▶ TASK INPUT:
** START **
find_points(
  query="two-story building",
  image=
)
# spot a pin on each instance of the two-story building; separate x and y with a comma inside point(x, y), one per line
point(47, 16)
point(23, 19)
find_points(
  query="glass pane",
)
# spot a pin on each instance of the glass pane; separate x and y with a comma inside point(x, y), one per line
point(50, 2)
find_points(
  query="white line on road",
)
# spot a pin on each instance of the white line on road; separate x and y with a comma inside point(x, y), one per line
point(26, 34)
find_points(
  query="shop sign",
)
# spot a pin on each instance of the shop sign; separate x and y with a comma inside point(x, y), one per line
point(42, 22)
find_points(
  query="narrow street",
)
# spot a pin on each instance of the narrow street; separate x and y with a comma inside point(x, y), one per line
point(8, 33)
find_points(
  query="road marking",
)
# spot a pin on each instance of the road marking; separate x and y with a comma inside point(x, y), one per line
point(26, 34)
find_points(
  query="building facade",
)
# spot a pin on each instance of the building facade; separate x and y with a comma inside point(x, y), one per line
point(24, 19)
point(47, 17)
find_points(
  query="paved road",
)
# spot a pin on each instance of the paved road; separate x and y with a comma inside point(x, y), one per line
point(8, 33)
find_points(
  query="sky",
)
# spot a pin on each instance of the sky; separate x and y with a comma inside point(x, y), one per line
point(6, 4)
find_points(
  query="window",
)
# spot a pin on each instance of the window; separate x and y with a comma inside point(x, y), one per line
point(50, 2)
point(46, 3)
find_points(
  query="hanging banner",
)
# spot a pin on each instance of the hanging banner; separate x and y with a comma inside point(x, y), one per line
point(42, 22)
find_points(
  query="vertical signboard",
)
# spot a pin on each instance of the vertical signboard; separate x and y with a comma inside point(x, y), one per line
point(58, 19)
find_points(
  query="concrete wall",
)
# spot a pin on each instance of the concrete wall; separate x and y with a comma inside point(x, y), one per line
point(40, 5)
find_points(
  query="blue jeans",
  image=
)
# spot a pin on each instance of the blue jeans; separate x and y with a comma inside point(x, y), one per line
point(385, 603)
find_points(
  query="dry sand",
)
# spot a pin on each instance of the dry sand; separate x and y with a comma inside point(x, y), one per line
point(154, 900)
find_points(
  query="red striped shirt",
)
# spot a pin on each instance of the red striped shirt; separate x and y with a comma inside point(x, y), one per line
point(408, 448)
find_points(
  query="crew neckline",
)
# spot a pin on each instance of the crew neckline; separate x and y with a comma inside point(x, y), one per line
** END **
▶ TASK DESCRIPTION:
Transcribe all of the lines in the records precisely.

▶ SOLUTION FOR THIS TASK:
find_points(
  query="two-story building",
  image=
)
# spot a pin on each instance of the two-story building; separate x and y with a comma inside point(x, y), one per line
point(47, 16)
point(23, 19)
find_points(
  query="glass pane",
)
# spot a pin on each instance of the glass pane; separate x and y with a comma inside point(x, y), one per line
point(50, 2)
find_points(
  query="white line on road",
)
# spot a pin on each instance of the white line on road; separate x and y with a comma inside point(x, y), one per line
point(26, 34)
find_points(
  query="shop sign",
)
# spot a pin on each instance of the shop sign; separate x and y with a comma inside point(x, y), one per line
point(42, 22)
find_points(
  query="narrow street",
)
# spot a pin on each instance of the narrow street; separate x and y with a comma inside point(x, y), one per line
point(8, 33)
find_points(
  query="road marking",
)
# spot a pin on each instance of the road marking; separate x and y with a comma inside point(x, y), one per line
point(26, 34)
find_points(
  query="building facade",
)
# spot a pin on each instance of the building facade; separate x and y with a comma inside point(x, y), one per line
point(24, 19)
point(47, 17)
find_points(
  query="paved road",
)
# spot a pin on each instance of the paved road; separate x and y with a comma inside point(x, y), one per line
point(8, 33)
find_points(
  query="sky",
)
# spot a pin on each instance of the sky; separate x and y with a comma inside point(x, y), one per line
point(6, 4)
find_points(
  query="window",
)
# spot a pin on each instance of the window; separate x and y with a comma inside point(x, y), one per line
point(50, 2)
point(46, 3)
find_points(
  query="hanging banner",
)
# spot a pin on each instance of the hanging banner; separate x and y with a comma inside point(x, y), one per line
point(42, 22)
find_points(
  query="vertical signboard",
)
# spot a pin on each instance of the vertical signboard; separate x and y with a comma inside point(x, y), one per line
point(58, 19)
find_points(
  query="concrete wall",
)
# spot a pin on each instance of the concrete wall; separate x and y with a comma inside point(x, y), one per line
point(40, 5)
find_points(
  query="blue jeans",
  image=
)
# spot a pin on each instance of the blue jeans; separate x and y with a comma inside point(x, y), one per line
point(385, 603)
find_points(
  query="dry sand",
)
# spot a pin on each instance of the dry sand; separate x and y with a comma inside point(x, y), one per line
point(154, 900)
find_points(
  query="red striped shirt",
)
# spot a pin on each instance of the red striped shirt; separate x and y with a comma inside point(x, y), one per line
point(408, 448)
find_points(
  query="crew neckline",
)
# spot a pin on each instance of the crew neckline; separate x and y with a comma inside point(x, y), one per line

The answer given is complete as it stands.